Pacemakers Car Cruise moves to Blue Mountain Ski Area
ELSA KERSCHNER/TIMES NEWS Cruisin' down the byroads of Carbon and Monroe counties, the Pacemakers' cruise returns to Blue Mountain Ski Area.
The antique and the classic cars were the same but Blue Mountain added a festival to the annual Pacemaker Car Cruise, previously held in Palmerton. This year's event was held June 19.
The Palmerton West End Fire Company No. 2 fire police were directing traffic for the cruise. Terry Costenbader of Pacemakers said it was the 11th cruise held in the past 15 years. The cars traveled from Little Gap to Palmerton, through Bowmanstown to Kunkletown and back to the ski area. Along the route people sat at the roadside waiting for the mobile car show to come to them.
The money raised from the cruise goes to area recreation in the form of grants. Anyone wanting to apply should contact a member of the Pacemakers.
Costenbader said he is so busy with the details of the cruise that he hasn't been able to drive in it yet. Awards were presented at 6 p.m.
A candy cane car owned by David and Karen Kolek of Palmerton offered candy canes to children. David said he buys them after Christmas to be ready for the show season. The design was chosen because it was painted at Christmas.
The car is a 1948 Chevy coupe that Kolek bought in Hamburg. The restoration had been done and he only had to paint it to be ready to show.
A '99 F-150 still has the original paint on the outside but the interior has been completely customized. Bruce Fichter of Kunkletown said he and his son Travis did the work.
They show a lot and were out to the national show in Carlisle several times. Most of the shows they attend are mini-truck shows.
The truck, with its doors wide open to show the customizing, had the steering wheel and console removed and replaced. The seats were replaced with racing seats. It has a 2,500-watt stereo system.
The carpet and headliner were replaced in the interior colors of red and black.
A 2000 Ford Focus with a custom wide-body kit and full air suspension does not go on cruises because it is only four cylinders, said Tim Kroninger of Bethlehem.
He is president of the Impressive Impact car club which raises money for charity - mainly for Dream Come True.

Dataset content:

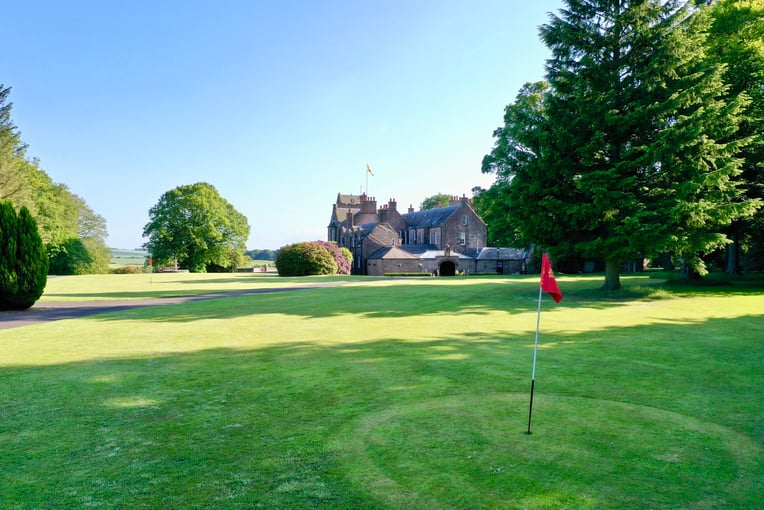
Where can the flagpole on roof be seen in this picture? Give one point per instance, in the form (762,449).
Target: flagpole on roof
(368,171)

Exercise description: Return the stretch of the car cruise article from "Pacemakers Car Cruise" through "Mountain Ski Area.", copied word for word. Work from the car cruise article alone.

The answer:
Pacemakers Car Cruise moves to Blue Mountain Ski Area
ELSA KERSCHNER/TIMES NEWS Cruisin' down the byroads of Carbon and Monroe counties, the Pacemakers' cruise returns to Blue Mountain Ski Area.